■ Activity list:
[1] In the baseball text, what two things will new Orioles manager Dave Trembley not tolerate?
[2] Rewrite the paragraph of the baseball text that begins "Stopgaps like Simontacchi" more briefly, keeping its main facts.
[3] Please continue the baseball text about the Nationals and Orioles pitching from where it stops.

■ Text:
- - - - - - -

Still, consider the progress. In March, the Nationals' pitching was usually summed up in five words: What a bunch of bums. Now, despite losing four-fifths of their Opening Day rotation for several weeks, the Nationals have allowed fewer runs than eight teams. Could the Nationals arrive at season's end with a rotation that, in '08, might be far ahead of anybody's schedule? Maybe. But even such timid optimism comes with thorns. As the Nationals begin to have legitimate reasons for hope, they also open themselves to true disappointments.

Stopgaps like Simontacchi, Redding, Mike Bacsik and Micah Bowie can't break your heart. Nobody expects much, even though Redding suddenly is throwing so much better than he did in Florida that he seems like a different pitcher. When any of them turn in a pitching line that reads "5 1/3 -7-3-3-2-1," they get a "nice job" from Manny Acta -- with a straight face. But the other seven Washington pitchers mentioned above -- that's s-e-v-e-n -- tempt us to dream a bit. If these guys get hurt, wear out or simply lay an egg when they're brought up to the big leagues, it's going to hurt because they have (shudder) potential.

Orioles fans are encouraged at the arrival of new baseball boss Andy MacPhail, a proven smooth operator, and the Acta-like demands of new manager Dave Trembley, who won't tolerate a dead-head bench or lax players who run as though there's only 60 feet between bases. However, the real change in the Orioles is the possibility that Erik Bedard and Jeremy Guthrie are the kind of 1-2 punch at the top of a rotation that the Nationals dream of having someday.

- - - - - - -

■ Given data:
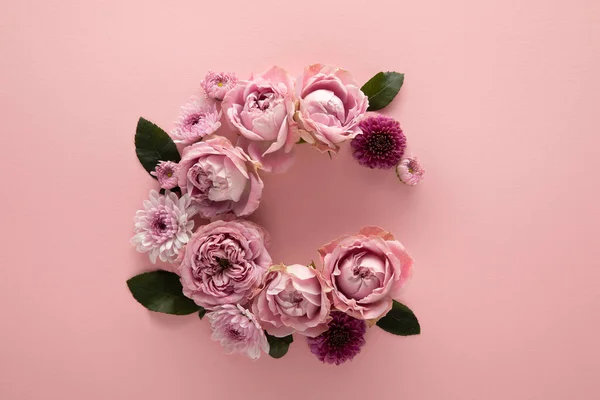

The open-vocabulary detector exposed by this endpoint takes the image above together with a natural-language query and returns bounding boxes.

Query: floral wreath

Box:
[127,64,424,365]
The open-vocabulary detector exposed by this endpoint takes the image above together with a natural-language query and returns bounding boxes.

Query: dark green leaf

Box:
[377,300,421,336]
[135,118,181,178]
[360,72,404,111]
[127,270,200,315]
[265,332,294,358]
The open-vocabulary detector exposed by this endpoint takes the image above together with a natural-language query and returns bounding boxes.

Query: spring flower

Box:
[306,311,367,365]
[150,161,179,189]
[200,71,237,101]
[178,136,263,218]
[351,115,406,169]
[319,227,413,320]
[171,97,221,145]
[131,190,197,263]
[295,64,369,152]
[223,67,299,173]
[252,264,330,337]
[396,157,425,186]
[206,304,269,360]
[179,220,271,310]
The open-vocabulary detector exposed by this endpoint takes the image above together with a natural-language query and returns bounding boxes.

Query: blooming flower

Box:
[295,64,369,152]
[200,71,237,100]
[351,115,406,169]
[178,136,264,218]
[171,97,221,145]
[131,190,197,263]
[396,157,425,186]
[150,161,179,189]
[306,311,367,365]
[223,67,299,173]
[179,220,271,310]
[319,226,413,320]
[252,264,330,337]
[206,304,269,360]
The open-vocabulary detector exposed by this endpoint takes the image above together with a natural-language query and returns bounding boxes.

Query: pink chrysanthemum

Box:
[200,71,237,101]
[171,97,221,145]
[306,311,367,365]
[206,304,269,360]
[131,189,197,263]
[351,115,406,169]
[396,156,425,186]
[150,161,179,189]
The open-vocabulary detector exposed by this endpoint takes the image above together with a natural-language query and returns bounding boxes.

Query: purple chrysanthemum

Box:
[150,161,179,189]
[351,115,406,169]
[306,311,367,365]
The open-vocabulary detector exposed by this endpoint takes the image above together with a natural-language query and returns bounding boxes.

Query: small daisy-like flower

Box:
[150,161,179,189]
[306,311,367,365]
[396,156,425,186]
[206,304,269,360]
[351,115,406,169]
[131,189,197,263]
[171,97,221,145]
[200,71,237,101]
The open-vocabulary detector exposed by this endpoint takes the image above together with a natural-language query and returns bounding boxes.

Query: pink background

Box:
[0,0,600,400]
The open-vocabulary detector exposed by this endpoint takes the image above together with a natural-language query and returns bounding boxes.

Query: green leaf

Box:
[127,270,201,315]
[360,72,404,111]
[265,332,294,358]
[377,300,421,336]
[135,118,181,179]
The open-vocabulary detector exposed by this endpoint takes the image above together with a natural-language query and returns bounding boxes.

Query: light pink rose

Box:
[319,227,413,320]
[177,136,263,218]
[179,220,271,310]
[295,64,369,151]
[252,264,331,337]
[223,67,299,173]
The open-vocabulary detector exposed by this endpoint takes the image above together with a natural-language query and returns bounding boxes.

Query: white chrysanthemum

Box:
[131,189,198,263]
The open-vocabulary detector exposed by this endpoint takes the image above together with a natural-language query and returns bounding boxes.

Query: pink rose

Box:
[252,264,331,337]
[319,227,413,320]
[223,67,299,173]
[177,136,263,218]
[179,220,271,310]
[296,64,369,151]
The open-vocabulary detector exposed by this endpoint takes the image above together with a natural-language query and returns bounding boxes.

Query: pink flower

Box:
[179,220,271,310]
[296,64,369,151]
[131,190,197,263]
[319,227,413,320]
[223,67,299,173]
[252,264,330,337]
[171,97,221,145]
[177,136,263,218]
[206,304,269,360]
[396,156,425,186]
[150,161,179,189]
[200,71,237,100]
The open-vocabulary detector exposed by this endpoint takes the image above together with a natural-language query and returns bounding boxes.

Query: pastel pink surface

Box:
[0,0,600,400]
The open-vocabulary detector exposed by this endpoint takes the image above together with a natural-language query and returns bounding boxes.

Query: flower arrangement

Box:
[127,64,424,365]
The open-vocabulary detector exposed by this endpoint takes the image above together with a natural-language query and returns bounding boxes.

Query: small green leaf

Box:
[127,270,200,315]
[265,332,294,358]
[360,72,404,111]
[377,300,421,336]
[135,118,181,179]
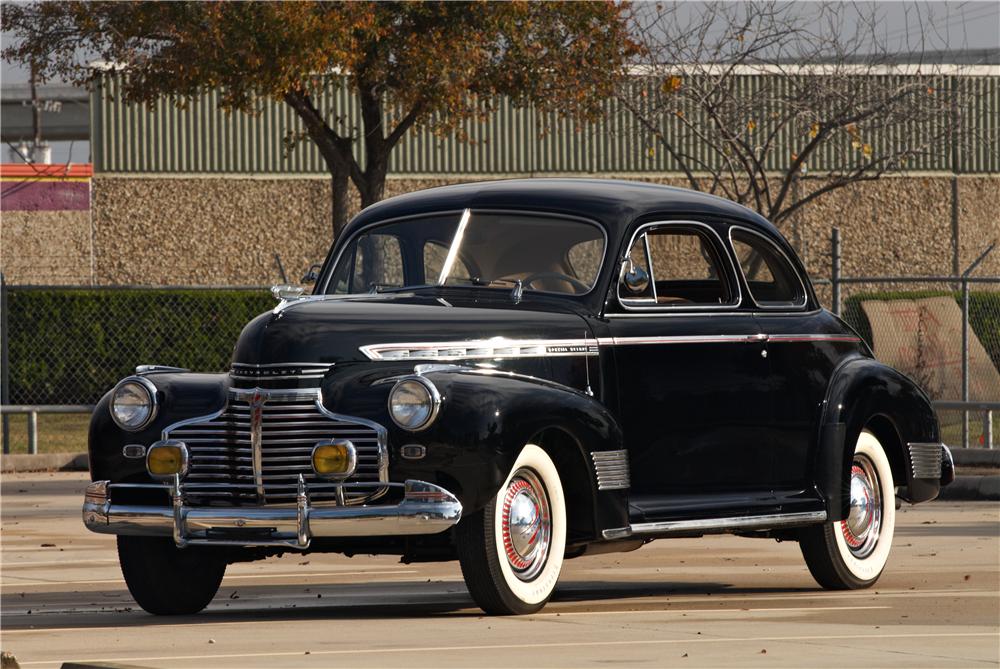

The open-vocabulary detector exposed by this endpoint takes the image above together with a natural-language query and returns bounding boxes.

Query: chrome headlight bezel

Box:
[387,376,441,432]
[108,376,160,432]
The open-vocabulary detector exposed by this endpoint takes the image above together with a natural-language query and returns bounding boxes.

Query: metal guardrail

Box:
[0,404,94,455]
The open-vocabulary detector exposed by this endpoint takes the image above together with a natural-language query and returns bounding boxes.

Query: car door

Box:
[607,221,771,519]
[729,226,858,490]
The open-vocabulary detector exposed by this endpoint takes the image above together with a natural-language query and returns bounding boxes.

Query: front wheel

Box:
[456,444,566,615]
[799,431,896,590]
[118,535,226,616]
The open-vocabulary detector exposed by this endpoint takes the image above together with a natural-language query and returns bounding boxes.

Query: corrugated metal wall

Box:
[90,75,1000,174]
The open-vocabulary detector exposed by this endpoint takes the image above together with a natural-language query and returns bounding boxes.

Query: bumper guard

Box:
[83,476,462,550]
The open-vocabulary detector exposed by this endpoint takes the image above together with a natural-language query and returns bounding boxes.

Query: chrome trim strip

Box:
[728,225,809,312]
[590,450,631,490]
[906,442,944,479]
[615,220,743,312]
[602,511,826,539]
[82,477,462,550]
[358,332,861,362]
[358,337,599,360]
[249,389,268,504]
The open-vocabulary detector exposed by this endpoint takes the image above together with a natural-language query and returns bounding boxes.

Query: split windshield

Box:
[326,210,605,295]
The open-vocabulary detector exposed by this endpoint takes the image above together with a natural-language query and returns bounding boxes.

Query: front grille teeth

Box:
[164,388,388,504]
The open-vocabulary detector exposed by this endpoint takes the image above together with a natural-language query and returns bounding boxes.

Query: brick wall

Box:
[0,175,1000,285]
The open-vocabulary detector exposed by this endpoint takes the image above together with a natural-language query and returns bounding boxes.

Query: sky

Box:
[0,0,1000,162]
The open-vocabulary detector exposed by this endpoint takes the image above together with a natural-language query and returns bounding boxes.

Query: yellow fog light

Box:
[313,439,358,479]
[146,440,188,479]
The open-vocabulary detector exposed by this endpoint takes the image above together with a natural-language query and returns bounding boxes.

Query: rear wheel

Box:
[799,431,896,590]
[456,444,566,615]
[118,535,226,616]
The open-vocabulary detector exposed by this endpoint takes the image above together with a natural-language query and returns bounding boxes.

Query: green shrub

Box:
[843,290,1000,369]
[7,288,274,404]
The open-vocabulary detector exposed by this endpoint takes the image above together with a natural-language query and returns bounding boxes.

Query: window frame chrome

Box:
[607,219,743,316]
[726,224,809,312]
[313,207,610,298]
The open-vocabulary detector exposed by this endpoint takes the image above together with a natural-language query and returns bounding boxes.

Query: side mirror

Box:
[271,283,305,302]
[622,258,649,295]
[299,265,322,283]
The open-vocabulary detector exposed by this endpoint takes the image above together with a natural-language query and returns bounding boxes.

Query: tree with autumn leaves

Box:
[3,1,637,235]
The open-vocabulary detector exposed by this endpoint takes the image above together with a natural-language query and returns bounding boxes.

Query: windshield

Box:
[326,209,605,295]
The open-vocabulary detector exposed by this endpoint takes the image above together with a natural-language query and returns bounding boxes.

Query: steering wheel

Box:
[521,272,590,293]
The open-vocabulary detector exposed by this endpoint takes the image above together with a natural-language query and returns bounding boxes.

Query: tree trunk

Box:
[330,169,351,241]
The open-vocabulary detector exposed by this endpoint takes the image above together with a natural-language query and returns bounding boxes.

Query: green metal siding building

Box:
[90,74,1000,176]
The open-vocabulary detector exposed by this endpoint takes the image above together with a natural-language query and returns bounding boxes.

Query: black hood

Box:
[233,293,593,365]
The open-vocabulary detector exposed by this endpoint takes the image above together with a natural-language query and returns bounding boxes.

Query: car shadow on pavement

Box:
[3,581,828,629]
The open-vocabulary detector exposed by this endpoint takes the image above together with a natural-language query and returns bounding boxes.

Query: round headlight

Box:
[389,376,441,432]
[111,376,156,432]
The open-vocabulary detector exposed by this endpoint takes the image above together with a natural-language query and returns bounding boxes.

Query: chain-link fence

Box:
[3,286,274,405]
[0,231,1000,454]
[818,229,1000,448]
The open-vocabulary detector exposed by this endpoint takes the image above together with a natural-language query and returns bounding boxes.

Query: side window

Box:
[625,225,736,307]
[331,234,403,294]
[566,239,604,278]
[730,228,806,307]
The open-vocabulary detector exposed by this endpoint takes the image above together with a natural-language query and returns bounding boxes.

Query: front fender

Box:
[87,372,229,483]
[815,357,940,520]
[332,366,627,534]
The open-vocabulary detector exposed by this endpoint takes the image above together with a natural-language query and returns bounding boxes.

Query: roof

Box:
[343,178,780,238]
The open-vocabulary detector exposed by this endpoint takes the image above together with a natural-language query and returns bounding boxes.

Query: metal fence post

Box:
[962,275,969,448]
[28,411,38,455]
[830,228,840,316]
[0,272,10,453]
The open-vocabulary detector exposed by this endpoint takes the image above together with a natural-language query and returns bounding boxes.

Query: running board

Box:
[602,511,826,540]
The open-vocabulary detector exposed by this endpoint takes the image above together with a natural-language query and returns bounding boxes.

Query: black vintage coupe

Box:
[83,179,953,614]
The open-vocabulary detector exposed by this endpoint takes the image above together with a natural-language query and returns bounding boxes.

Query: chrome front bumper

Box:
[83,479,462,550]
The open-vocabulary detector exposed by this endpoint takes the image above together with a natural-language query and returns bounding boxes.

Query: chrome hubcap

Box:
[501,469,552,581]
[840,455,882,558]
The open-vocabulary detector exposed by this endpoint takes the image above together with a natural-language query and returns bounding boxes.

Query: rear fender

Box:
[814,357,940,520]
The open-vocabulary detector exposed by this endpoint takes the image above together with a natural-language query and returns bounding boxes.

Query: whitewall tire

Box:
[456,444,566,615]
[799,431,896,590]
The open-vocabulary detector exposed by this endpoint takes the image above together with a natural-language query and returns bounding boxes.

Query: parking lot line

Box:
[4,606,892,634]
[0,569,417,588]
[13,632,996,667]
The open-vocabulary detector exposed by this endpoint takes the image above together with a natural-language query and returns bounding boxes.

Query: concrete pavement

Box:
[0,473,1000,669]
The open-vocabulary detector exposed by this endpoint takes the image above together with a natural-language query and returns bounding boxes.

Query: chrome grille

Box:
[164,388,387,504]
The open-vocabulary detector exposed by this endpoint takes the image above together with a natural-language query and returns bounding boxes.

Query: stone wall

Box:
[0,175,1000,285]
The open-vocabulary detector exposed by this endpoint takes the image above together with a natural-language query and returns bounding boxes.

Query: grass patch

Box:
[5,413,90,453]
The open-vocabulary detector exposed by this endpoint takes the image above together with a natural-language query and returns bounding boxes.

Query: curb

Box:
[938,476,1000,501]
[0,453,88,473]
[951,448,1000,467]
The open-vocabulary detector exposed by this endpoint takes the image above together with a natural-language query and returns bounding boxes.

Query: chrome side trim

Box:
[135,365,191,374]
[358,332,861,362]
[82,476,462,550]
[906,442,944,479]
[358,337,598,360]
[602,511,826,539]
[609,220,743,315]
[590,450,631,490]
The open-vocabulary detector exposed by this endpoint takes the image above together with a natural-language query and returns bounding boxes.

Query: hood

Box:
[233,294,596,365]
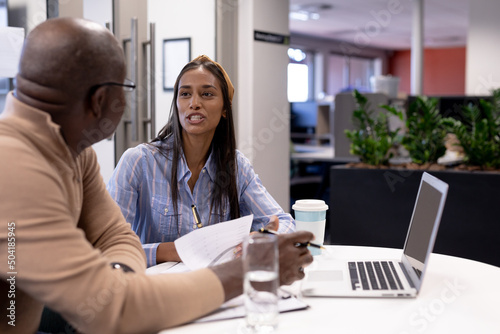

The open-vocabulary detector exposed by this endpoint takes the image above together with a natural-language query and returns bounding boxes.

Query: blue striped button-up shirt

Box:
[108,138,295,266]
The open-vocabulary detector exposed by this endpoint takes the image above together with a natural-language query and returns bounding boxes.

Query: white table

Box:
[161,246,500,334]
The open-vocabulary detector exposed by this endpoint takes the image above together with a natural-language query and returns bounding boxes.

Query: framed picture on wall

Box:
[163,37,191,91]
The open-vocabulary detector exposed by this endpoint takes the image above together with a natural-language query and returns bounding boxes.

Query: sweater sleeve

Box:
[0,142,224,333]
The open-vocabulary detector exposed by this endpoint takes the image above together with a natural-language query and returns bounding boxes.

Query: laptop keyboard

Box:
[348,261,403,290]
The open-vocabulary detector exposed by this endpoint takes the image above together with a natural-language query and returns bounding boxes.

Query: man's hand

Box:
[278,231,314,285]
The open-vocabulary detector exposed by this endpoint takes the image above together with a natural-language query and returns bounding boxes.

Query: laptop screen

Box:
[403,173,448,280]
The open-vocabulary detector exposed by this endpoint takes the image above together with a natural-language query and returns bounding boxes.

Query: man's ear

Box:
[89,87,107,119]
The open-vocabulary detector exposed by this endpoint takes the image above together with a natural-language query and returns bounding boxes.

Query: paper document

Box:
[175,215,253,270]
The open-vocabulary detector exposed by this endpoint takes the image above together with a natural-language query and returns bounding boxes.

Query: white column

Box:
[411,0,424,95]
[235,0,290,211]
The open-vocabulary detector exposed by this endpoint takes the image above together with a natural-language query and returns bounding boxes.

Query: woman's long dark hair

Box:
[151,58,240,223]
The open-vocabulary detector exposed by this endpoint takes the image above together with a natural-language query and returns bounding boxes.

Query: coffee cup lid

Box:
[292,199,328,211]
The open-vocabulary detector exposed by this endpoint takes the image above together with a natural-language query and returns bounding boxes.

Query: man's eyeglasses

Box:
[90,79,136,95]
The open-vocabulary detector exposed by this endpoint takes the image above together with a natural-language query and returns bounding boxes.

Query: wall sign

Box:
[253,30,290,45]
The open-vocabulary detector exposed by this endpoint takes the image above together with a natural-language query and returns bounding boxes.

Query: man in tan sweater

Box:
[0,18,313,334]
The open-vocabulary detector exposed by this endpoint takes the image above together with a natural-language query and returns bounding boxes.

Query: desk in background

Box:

- - - - - - -

■ Task-by-task results:
[1] A dead-head bench, and lax players who run as though there's only 60 feet between bases.

[2] Nobody expects much from stopgap pitchers such as Simontacchi, Redding, Mike Bacsik and Micah Bowie, so they can't break fans' hearts. Redding, though, is throwing so much better than he did in Florida that he seems like a different pitcher. Manny Acta sincerely praises them for modest outings. The other seven Washington pitchers mentioned earlier have potential. If they get hurt, wear out or flop when called up, it will hurt.

[3]
Bedard's reaction to being left off the all-star team was memorable -- a two-hit shutout over the Rangers in which he faced the minimum 27 men, tied a team record with 15 strikeouts and raised his major league-leading strikeout total to 149. Right now, he has the best curveball in the American League and, if he doesn't get too strikeout-crazy, is only a season of decent run support away from 18-20 wins. The only way the Orioles can ever reach the playoffs while they're in the same division with the ultra-rich Red Sox and Yankees is with four overpowering starting pitchers, like the Palmer, McNally, Cuellar and Dobson teams. Bedard is one quarter of that solution. Guthrie may be the second element in such a rotation.

How the Indians let the Orioles grab the unprotected Guthrie last offseason is one of the major gaffes of the season. The right-hander hasn't been good, he's been overpowering with a 97-mph fastball and a power sinker. If Guthrie's second half approaches his 2.74 ERA and his stream of quality starts, then Baltimore may have stolen one of the building blocks of a franchise.

Next season, the Orioles will add southpaw Adam Loewen, now injured, as a promising young complement to Bedard and Guthrie. If only 6-foot-9 fireballer Daniel Cabrera were as good as his stuff. But, apparently, he's not. Eventually, you have to believe the stats -- 6-10 with a 5.04 ERA.

Midseason optimism is one of baseball's staples, in part because it is so necessary in the face of a grueling schedule. Every season, a few spunky teams perform better than expected until they reach the 100- to-110-game point in the season. Then, some of them simply melt. That is why, as the July 31 trade deadline approaches, neither the Nationals nor Orioles should aggressively try to trade veterans to contenders for marginal minor league prospects.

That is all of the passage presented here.